◆ **Textauszug**:
# JPEG [Aussprache]



## bearded

*Moderatornotiz: Aus dem zitierten Thread abgekoppelt.*



Frank78 said:


> JPEG ... als Wort gesprochen


Lautet das (als Wort) wie Ipeg - oder sonst wie?


----------



## berndf

bearded said:


> Lautet das (als Wort) wie Ipeg - oder sonst wie?


Dschäipeck.


----------



## Frank78

bearded said:


> Lautet das (als Wort) wie Ipeg - oder sonst wie?



Englisch ausgesprochen: Dschey-peg


----------



## Demiurg

Wobei man auch häufig die (falsche) Aussprache "Dschipeck" (= GPEG) hört.


----------



## berndf

Demiurg said:


> Wobei man auch häufig die (falsche) Aussprache "Dschipeck" (= GPEG) hört.


Wirklich? Habe ich noch nie gehört. Im Französischen ja, weil der der Buchstabe <j> dort "Dschi" buchstabiert wird und die im Englischen g und j öfters verwechseln. Aber im Deutschen habe ich das noch nicht  gehört.


----------



## Demiurg

Ist natürlich nicht repräsentativ: Wie spricht man JPEG richtig aus: "DSCHEJPEG" oder "DSCHIPEG"?


----------



## Hutschi

Ich denke, das liegt daran, dass es als ein Diphtong ausgesprochen wird, den es in Deutsch (außer in Dialekten) nicht gibt.

◆ **Aufgabe**: Erkläre in ein bis drei Sätzen, warum man laut berndf im Forenthread oben die Aussprache „Dschipeck“ im Französischen hört.

◆ **Datensätze**:
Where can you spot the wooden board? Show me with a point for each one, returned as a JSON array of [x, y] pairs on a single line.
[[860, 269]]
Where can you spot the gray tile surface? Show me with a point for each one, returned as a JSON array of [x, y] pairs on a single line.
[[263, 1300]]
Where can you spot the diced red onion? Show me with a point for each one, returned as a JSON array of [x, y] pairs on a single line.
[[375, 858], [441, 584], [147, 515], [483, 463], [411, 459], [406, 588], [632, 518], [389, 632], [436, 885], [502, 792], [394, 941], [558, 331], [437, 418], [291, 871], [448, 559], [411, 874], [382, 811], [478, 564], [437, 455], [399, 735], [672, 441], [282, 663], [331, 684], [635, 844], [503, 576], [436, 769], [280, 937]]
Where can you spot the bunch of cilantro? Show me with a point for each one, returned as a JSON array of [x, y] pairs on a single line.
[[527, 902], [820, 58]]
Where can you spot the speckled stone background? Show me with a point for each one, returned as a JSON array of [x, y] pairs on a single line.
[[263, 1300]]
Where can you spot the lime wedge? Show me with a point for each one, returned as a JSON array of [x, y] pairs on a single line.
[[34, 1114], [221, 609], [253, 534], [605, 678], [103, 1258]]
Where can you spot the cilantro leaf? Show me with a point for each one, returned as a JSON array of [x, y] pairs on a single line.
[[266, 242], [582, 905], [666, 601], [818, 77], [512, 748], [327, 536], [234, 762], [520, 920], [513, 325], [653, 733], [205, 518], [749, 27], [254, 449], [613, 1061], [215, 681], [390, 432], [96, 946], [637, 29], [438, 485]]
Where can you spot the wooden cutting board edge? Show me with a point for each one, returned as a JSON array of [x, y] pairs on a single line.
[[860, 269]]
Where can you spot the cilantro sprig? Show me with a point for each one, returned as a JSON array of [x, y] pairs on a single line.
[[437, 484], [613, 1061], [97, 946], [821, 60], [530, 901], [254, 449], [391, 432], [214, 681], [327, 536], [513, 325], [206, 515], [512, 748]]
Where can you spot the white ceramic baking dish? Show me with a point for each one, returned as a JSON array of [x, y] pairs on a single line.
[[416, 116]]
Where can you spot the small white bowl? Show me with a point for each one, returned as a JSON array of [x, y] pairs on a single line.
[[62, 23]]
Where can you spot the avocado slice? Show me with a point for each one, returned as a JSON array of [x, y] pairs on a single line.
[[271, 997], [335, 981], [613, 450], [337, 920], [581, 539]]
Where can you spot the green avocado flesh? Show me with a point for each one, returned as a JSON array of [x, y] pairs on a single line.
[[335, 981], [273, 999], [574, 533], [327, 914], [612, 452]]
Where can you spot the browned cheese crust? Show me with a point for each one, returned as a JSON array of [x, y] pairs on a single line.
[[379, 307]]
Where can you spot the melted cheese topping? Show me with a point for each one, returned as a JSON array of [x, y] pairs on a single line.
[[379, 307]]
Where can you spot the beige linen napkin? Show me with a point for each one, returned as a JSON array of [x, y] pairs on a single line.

◆ **Antwort**: Im Französischen wird der Buchstabe <j> „Dschi“ buchstabiert. Außerdem verwechselt man dort im Englischen öfter g und j. Im Deutschen hat berndf diese Aussprache dagegen noch nie gehört.